# Your tasks
1 > In the reflection for the 14th Sunday of Ordinary Time, what saying does it report is used within Alcoholics Anonymous?
2 > Continue the reflection for the 14th Sunday of Ordinary Time from where it stops.
*** Source document ***
Saturday, July 5, 2008

14th Sunday of Ordinary Time

Come to me, all you who labor and are heavy laden, and I will give you rest. Take my yoke upon you, and learn from me; for I am gentle and lowly in heart, and you will find rest for your souls. For my yoke is easy, and my burden is light (Mt 11:28-29).

Jesus today encourages us to take up the yoke and burden of discipleship, telling us that this yoke is easy and the burden light. Not all will agree. The yoke and burden of Christianity seems hard to many, and to others it seems pointless. How can it be called easy in the face of the difficulties? And what is the value of it? Jesus talks about discipleship here as though it were a liberation. From what?

So many people have a hard time with following Christ. Old habits die hard; vices aren’t easily overcome. Discipleship isn’t easy all at once. One has to work at it and be patient. Conversion shows itself to be a process of coming to be. St. Paul tells us to “walk in newness of life.” That means we are to conduct ourselves, seek to become new persons by fighting against our bad habits in order to build new ones, and thereby become new, better persons.

Shakespeare’s character Hamlet describes the process well. In his conversation with Gertrude, Hamlet tells her to do the right thing just once, and then the second time will be easier. The more she does the right thing, he insists, the easier it will become. He tells his mother, “For use almost can change the stamp of nature.” “Practice makes perfect,” the saying goes, and so it is with virtue. I’m told that within Alcoholics Anonymous they employ the saying, “Fake it till you make it.” All these sayings express the same idea: virtue begins with difficulty, but once the habit begins to take shape, one comes to experience first hand the newness of life described by Saint Paul.

Much the same is true for prayer. Building a habit of prayer is difficult. At first it seems forced, as though praying to the air’ one feels like one is going through the motions. The silence is oppressive, distractions seem relentless. But as one perseveres the perspective changes. We begin to perceive how noisy daily life is, how incessantly the meaningless images of advertising come to us; against the background of the quiet attention of prayer we can better perceive the mindlessness of the chitchat of random encounters, the repetition of daily life. We can see the world and its cycles of work and reward for what they are: important, perhaps, but not all important. And suddenly the silence and peace of prayer can be appreciated. Suddenly the silence and attention of prayer comes to be seen as a refuge. The time one can really be oneself, rather than a cog in the machine of daily life. But one will only experience it this way if he really tries and perseveres.
*** Data shown ***
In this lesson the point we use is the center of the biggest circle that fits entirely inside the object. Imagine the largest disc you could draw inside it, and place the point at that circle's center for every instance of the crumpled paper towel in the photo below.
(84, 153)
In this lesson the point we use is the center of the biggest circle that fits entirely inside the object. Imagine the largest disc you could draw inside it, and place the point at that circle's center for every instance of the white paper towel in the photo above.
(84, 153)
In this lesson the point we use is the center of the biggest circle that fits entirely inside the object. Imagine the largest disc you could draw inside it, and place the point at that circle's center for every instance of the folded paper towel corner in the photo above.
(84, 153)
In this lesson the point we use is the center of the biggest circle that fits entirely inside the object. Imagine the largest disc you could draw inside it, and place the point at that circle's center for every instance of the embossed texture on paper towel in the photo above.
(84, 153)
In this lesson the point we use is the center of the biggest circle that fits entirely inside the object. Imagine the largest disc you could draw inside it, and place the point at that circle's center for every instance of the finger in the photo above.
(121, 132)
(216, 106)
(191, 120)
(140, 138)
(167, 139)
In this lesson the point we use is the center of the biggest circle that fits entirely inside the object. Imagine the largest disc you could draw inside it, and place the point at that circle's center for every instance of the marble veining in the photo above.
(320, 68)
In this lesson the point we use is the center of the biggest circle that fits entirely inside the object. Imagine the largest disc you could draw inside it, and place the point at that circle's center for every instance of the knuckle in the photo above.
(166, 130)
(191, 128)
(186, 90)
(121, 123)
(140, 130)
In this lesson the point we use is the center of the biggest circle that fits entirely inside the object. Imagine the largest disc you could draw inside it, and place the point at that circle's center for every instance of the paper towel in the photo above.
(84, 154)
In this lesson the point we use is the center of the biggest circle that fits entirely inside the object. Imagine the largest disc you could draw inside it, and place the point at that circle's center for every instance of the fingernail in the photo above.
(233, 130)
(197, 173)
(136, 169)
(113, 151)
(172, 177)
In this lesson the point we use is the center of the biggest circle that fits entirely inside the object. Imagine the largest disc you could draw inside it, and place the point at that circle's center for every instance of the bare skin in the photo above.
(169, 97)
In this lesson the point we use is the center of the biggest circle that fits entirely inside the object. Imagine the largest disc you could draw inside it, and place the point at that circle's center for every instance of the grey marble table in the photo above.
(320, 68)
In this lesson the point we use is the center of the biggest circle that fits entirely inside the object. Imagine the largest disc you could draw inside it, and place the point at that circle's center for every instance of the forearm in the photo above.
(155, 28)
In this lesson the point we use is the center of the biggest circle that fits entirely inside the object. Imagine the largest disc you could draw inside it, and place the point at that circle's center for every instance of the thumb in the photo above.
***
# Activity answers
1 > "Fake it till you make it."

2 >
There’s another important dimension to the lightness of the burden, specifically, the lightness of resentment and the frustration that goes with that. I remember that when Pope Benedict was elected pope one of the first things he mentioned was that Christians were to be characterized by a spirit of forgiveness and a freedom from resentment. In my time as a priest I have seen how weighed down persons are under the burden of resentment and anger, angers pertaining to bad family experiences, bad work circumstances, anger even at God for illness and tragedy. All these are weigh terribly on the soul, and very often make of life a terribly heavy burden. Resentment arises when we see ourselves as victims of the persons who have done us wrong or even God who fails to eliminate hardship and misery.

An essential step in progress towards what St. Paul called “perfect manhood, that maturity which is proportioned to the completed growth of Christ” (Eph 4:13) is our recognition of Christ as the Victim of humanity. This is true of his death on the cross, of course, but it is not restricted to this. Christ is still the victim. In the Eucharistic prayers, for example, Christ is addressed as the victim as he is offered in sacrifice to God the Father. He is not simply one victim among many, but the Victim, i.e., the Victim par excellence, the only one who has a claim to the status of “victim.” When Jesus says that no one knows the Son except those to whom the Father has revealed him, he means, at least in part, that those who know him truly, as he is, know him to be the Victim of humanity. To recognize him as such can only result in our insisting less fervently on our own claims to victim-hood and the indignation that goes with that.

To know Christ in this way is to be released from the hard yoke and heavy burden of resentment and frustration and to take up the light yoke of Christ.